Exercise instructions
Whatever the records contain, reproduce all of them exactly.

─── Records to process ───

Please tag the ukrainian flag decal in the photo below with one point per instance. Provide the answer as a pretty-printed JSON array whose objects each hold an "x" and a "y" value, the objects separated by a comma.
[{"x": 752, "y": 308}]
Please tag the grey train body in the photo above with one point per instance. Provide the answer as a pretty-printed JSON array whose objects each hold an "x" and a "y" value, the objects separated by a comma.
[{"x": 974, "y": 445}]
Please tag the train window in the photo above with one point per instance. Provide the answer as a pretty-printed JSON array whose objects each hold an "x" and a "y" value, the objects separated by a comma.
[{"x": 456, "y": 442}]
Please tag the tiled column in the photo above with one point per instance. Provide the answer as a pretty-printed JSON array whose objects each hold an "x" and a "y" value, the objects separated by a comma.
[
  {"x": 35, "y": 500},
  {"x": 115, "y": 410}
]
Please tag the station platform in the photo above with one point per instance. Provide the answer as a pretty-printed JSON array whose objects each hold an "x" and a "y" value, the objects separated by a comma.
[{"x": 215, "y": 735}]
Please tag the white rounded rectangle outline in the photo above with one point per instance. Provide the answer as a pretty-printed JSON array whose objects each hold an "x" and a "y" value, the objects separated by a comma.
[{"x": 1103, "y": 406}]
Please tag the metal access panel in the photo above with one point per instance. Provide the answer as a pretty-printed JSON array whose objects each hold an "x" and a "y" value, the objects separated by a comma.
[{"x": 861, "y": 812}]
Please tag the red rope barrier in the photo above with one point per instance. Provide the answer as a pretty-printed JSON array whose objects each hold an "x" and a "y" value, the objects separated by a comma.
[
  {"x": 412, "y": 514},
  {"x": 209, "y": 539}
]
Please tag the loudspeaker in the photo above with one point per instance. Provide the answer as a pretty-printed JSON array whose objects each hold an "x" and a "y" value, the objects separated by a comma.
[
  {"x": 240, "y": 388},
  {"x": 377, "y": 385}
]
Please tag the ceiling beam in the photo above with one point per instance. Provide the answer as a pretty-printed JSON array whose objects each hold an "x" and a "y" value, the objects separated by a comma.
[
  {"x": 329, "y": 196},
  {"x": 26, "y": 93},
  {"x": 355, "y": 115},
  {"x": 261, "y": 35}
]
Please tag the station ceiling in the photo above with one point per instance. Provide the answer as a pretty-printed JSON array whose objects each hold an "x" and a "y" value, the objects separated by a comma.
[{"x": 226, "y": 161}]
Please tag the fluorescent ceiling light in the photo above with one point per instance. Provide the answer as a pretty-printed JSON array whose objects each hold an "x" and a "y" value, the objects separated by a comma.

───

Task response
Please tag the ukrainian flag decal in the photo below with one point per instance. Provide the answer as a pretty-printed JSON array whose objects each hold an "x" and a "y" value, the objects separated by a comma.
[{"x": 752, "y": 308}]
Please tag the grey train body in the photo above with one point per instance. Provide the answer as a pretty-printed JSON array whose objects each hold an "x" and a "y" value, the objects separated by a comma.
[{"x": 974, "y": 445}]
Please tag the train window in the photo above with one point per instance. Provide the answer as a pretty-printed JSON array whose objects each hold an "x" and a "y" value, the objects separated by a comma.
[{"x": 456, "y": 442}]
Please tag the tiled column in the photo above with one point per instance. Provide the answer as a pretty-printed JSON array whose objects each hold an "x" and a "y" value, the objects separated by a comma.
[
  {"x": 35, "y": 500},
  {"x": 115, "y": 410}
]
Please tag the station platform in the photo above with one point per instance. Provide the answer as a pretty-printed JSON array whose objects each hold an "x" and a "y" value, the objects separated by a comma.
[{"x": 215, "y": 735}]
Please tag the white rounded rectangle outline in the photo above with one point per instance. Provide the answer as a pretty-printed JSON array whose objects each hold an "x" and a "y" value, the objects separated by a comma.
[{"x": 1103, "y": 406}]
Please tag the metal access panel in the photo above with one point per instance. Provide the answer as a pretty-printed JSON array whose objects each hold an "x" and a "y" value, the objects separated by a comma.
[{"x": 861, "y": 812}]
Please tag the red rope barrier in the photo above with one point per instance. Provide the answer as a pretty-printed JSON array whose objects each hold an "x" and a "y" value, the objects separated by a comma.
[
  {"x": 412, "y": 514},
  {"x": 209, "y": 539}
]
Please tag the loudspeaker in the photo above with one point per instance. Provide the answer as a pretty-printed JSON array whose objects each hold an "x" and a "y" value, the objects separated by a comma.
[
  {"x": 240, "y": 388},
  {"x": 377, "y": 385}
]
Please tag the ceiling beam in the photo above with one point per instance. Provide the answer as a pretty-printed JSON array whose objects each hold an "x" and a "y" value, the objects separated by a comma.
[
  {"x": 329, "y": 196},
  {"x": 26, "y": 93},
  {"x": 355, "y": 115},
  {"x": 261, "y": 35}
]
Please tag the station ceiling in the photo above with one point per instance. Provide the answer as a pretty-printed JSON array whose objects each hold an "x" and a "y" value, the objects separated by a comma.
[{"x": 226, "y": 161}]
Please tag the fluorescent ceiling light in the photo above with one point per instance. Provide the answer as a pretty-printed JSON array whose objects each hold an "x" and a "y" value, the objects separated by a comma.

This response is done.